PAGE EXTRACT ->
Sunday, January 1, 2023

2023: Plan for a good retirement this new year

Plan for a good retirement this new year 

https://www.straitstimes.com/business/invest/plan-for-a-good-retirement-this-new-year

2023-01-01

Many of us are very diligent about furthering our careers, but when it comes to managing our money, procrastination is often the order of the day.

Yes, it can be quite a chore to come up with ways to make your money work harder and most people usually give up after a while. Let’s be honest – everyone wants more money, but it can be incredibly tiresome to search for suitable financial options.

Since it’s the start of a new year, here are a few practical money resolutions for you to consider. These tips won’t make you rich, but they can help to ensure that you always have enough money. After all, financial planning is really about reaping what you sow.

A tip for those in their 20s and 30s
I wish someone had told me about this when I was at this age and since I missed this particular boat, I want to share this tip with young adults: Make better use of the Special Account (SA) in the Central Provident Fund (CPF).

Contrary to popular belief, many young people don’t mind stashing away money for retirement; it’s just that they have been looking at the wrong product. An entrepreneur in his early 30s recently noted how he dutifully contributed to his Supplementary Retirement Scheme (SRS) account to save on tax, but made no contribution to his own CPF accounts.

Like many of his peers, he didn’t think of CPF in his planning because of the wrong perception that he wouldn’t have ready access to his funds. Yet he has no qualms locking up his funds in the SRS, which he then uses to invest in 30-year bonds, earning just 1 per cent to 3 per cent a year.

As the name suggests, the SRS is meant to serve folks who have maxed out their CPF contributions so that they have another avenue to save and get tax relief. It was never meant to replace CPF, which is a far superior retirement planning scheme.

DIRECTION ->
Continue the retirement planning article from its last sentence.

DATA RECORDS ->
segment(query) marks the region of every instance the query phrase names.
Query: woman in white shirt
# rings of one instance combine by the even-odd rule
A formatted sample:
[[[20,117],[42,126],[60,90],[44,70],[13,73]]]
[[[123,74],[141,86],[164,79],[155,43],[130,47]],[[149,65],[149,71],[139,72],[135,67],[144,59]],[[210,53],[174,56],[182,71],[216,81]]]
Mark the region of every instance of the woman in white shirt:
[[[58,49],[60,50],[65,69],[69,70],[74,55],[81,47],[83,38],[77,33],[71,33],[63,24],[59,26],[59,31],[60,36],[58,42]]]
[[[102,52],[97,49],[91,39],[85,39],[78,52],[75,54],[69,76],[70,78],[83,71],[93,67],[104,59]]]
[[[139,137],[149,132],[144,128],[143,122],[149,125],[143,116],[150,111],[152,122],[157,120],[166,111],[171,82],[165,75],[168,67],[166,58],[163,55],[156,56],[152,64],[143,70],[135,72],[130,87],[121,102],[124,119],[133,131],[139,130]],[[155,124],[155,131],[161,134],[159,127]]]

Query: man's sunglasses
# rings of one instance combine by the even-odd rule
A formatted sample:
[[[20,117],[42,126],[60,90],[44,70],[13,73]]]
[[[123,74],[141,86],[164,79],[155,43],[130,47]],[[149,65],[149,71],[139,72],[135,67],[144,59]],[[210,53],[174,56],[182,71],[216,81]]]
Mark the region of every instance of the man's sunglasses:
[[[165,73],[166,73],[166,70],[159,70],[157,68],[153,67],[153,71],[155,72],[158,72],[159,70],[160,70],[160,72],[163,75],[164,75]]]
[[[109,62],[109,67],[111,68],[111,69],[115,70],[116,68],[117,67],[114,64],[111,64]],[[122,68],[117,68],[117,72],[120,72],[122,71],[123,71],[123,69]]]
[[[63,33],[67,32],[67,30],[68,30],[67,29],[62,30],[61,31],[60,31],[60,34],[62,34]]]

ANSWER FOR THE TASK ->
For instance, you can get the maximum $8,000 tax relief by contributing to your SA every year, and another $8,000 if you contribute to a loved one’s SA. Unlike money in the SRS, which earns only 0.05 per cent, every dollar in the SA earns 4 per cent annually, on a compound basis; so even the accumulated interest earns 4 per cent.

The only catch is that you can’t do this forever – if the amount in the SA hits the full retirement sum, which is $198,800 in 2023, you can’t do any more top-ups.

So it pays for all young workers to try to hit the maximum ceiling as soon as possible. For instance, if you do so by 35, you will have at least $435,000 in your SA at age 55, while those who hit this by 40 will have at least $358,000.

Such amounts are uncommon today. If you have the foresight to top up your SA to the maximum early, you stand to have about $1 million or more in CPF by 55, because the monthly contribution from your employment income will also add significantly to this retirement saving.

This is not a pipe dream but a sure-fire plan to accumulate cash with zero risk as the CPF is backed by the Government, unlike the SRS, which is operated by the private sector.

Two tips for those in their 40s and 50s
With interest rates shooting up, making lump-sum payments to reduce your mortgage with spare cash or excess CPF funds should be something to consider.

The sooner you clear your mortgage, the faster your retirement savings can grow.

Some people think that a housing loan is a “good debt” as you can invest spare cash to earn more. This may not be prudent when higher interest rates are eating into your monthly expenses and the market outlook is uncertain.

So reducing your exposure is still a safer bet, and you can make adjustments based on your affordability.

There is a reason why it is better to put the mortgage behind you by your 50s, because there is another $300,000 that you need to raise, or about $600,000 for a couple, so that you can take part in a special retirement scheme that pays decent lifelong monthly income.

The full retirement sum – $198,800 in 2023 – will be deducted from your CPF at age 55 so that you can join the national annuity scheme, CPF Life. This sum will allow you to get about $1,600 a month from age 65, but you can choose to receive $2,400 monthly if you join the higher tier by topping up to the enhanced retirement sum, which is $298,200 for 2023.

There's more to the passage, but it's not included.